We ate lunch in the medina, at the Palace Bouhlal restaurant. The food was very good, though possibly a bit bland. Carrot soup, kebabs (which I, obviously, didn't eat), and cous-cous, with fresh clementines and mint tea for dessert. God, do I love Moroccan mint tea. Our company at the table might not have been too great, but we were still entertained by a contortionist who could lie on the floor and crawl underneath his own arm, and then would spin around with a tray of lit candles tilted at an almost vertical angle. Quite impressive.
After lunch we left Tetouan and drove to Tangier, about two hours away. At first we drove through Tangier, driving up a mountain for a lovely panoramic view of the city. We passed palaces belonging to the King of Morocco, the King of Saudia Arabia, and several other important people. The socioeconomic gap in Morocco is ridiculously obvious. We were driving up to Cape Spartel, where the Mediterranean Sea and the Atlantic Ocean meet.

**YOUR TASKS**.
A - Output the part of the Morocco travel account from "After lunch we" to "Atlantic Ocean meet.", word for word.
B - How would you render this sentence from the Morocco travel account in Spanish: "After lunch we left Tetouan and drove to Tangier, about two hours away."
C - What foods and drinks does the Morocco travel account name as part of the lunch at the Palace Bouhlal restaurant? List every one.

Dataset records
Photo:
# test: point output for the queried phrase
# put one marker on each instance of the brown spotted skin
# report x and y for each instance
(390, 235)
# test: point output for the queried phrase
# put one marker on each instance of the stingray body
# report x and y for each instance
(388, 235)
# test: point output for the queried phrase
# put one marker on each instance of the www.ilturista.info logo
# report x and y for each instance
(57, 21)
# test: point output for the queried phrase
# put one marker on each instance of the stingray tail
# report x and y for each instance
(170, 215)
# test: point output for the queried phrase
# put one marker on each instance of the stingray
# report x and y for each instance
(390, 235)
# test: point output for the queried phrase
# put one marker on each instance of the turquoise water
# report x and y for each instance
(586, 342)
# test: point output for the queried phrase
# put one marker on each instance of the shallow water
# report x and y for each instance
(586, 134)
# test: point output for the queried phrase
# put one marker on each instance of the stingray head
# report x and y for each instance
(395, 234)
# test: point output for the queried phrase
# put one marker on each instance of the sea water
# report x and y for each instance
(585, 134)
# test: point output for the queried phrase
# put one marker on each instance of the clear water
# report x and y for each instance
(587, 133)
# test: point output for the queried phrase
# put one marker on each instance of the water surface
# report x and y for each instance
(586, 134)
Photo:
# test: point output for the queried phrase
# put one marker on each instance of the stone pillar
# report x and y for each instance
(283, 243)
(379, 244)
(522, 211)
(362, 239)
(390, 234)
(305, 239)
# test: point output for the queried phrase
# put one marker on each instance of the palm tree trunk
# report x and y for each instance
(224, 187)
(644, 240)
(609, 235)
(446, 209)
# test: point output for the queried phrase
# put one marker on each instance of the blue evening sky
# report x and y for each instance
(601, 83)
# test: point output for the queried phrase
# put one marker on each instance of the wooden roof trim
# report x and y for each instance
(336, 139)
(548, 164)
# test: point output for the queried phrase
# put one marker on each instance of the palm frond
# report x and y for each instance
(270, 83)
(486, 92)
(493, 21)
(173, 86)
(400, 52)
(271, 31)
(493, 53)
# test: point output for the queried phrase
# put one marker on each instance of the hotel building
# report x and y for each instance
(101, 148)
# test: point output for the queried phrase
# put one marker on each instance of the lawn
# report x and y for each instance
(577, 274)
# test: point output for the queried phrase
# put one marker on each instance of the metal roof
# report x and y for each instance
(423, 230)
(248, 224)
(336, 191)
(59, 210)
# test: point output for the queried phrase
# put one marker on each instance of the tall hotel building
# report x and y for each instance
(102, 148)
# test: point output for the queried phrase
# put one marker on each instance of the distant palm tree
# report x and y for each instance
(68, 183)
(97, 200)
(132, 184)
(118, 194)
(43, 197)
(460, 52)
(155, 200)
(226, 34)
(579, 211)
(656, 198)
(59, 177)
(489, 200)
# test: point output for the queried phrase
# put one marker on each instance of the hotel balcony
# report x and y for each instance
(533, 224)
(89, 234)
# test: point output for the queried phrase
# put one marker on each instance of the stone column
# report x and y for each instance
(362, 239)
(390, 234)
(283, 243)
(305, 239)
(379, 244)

**CORRECT ANSWERS**.
A -
After lunch we left Tetouan and drove to Tangier, about two hours away. At first we drove through Tangier, driving up a mountain for a lovely panoramic view of the city. We passed palaces belonging to the King of Morocco, the King of Saudia Arabia, and several other important people. The socioeconomic gap in Morocco is ridiculously obvious. We were driving up to Cape Spartel, where the Mediterranean Sea and the Atlantic Ocean meet.

B - Después del almuerzo salimos de Tetuán y condujimos hasta Tánger, a unas dos horas de distancia.

C -
- Carrot soup
- Kebabs
- Cous-cous
- Fresh clementines
- Mint tea